SR One, the venture capital firm spun off by GSK, recruited Chris Chai and Peter Van Vlasselaer as venture partners. GSK spun off the unit into an independent firm in November 2020 with $500m in funding and operates out of offices in London in the UK, as well as San Francisco and Philadelphia in the United States. Chai had been chief financial officer of Principia Biopharma, the biopharmaceutical company that floated in 2018 having raised $127m in funding from investors including SR One, since 2013. Van Vlasselaer was a pharmaceutical executive for two other SR One portfolio companies. He had been CEO and president of iPierian, which was bought for $725m in 2014, as well as co-founder and chairman of True North Therapeutics, which was acquired for $825m in 2017.

Dataset records:

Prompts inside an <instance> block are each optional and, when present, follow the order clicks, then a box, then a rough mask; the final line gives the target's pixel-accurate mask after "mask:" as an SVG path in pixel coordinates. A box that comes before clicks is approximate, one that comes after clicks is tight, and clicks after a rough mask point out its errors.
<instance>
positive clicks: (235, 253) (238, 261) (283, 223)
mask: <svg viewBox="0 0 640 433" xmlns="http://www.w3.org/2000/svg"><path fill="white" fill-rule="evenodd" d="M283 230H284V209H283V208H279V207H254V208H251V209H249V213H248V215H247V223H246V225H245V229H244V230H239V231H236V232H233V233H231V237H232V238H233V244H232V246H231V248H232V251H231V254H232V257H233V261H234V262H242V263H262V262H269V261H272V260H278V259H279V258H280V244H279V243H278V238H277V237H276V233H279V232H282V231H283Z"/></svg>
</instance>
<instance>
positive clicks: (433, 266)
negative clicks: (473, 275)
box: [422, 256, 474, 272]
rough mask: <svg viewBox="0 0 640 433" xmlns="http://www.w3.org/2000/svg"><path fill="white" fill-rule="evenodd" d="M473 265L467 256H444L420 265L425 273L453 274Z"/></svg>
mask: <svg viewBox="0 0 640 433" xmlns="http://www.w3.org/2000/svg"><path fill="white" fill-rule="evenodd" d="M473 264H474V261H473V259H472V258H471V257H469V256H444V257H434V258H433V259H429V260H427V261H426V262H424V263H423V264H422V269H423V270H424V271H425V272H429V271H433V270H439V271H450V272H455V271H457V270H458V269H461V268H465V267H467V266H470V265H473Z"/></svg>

What this task involves
Continue the text about SR One's new venture partners, starting right after its last sentence.

Expected output
Japan-headquartered biotechnology producer Eisai appointed Manabu Aruga, formerly China-based business development director, as strategic investment officer covering Japan and Asia for its Corporate Venture Investment (CVI) division. His new role involves Aruga relocating to Eisai’s headquarters in Tokyo and leading CVI investment initiatives. He will collaborate with chief strategy officer Kazumasa Nagayama and chief financial officer Ryohei Yanagi to strengthen the unit’s corporate venturing strategies. Formed in May 2019, CVI is armed with approximately $137m in capital and partners innovative technology developers in a bid to accelerate Eisai’s drug discovery activities and build an ecosystem around its strategic areas of nervous system disorder and cancer treatments.
Edward Kliphuis departed from his position as an investment director at M Ventures, the investment arm of Germany-headquartered pharmaceutical company Merck Group. Venture capital firm Amadeus Capital Partners has hired Kliphuis as a partner, and he will help lead its scale investment activities under the firm’s managing partner, Andrea Traversone. Investments led by Kliphuis during his time at M Ventures included Akili Interactive Labs, the developer of the first prescription video game to get approval from the Food and Drug Administration, as well as battery-free Bluetooth tag provider Wiliot and voice analysis technology developer Sonde Health. Prior to M Ventures, Kliphuis was a life sciences market analyst at investment bank Kempen, covering listed small and mid-cap life sciences equities, having originally begun his career as an analyst in M Ventures’ biopharma investment team in 2009.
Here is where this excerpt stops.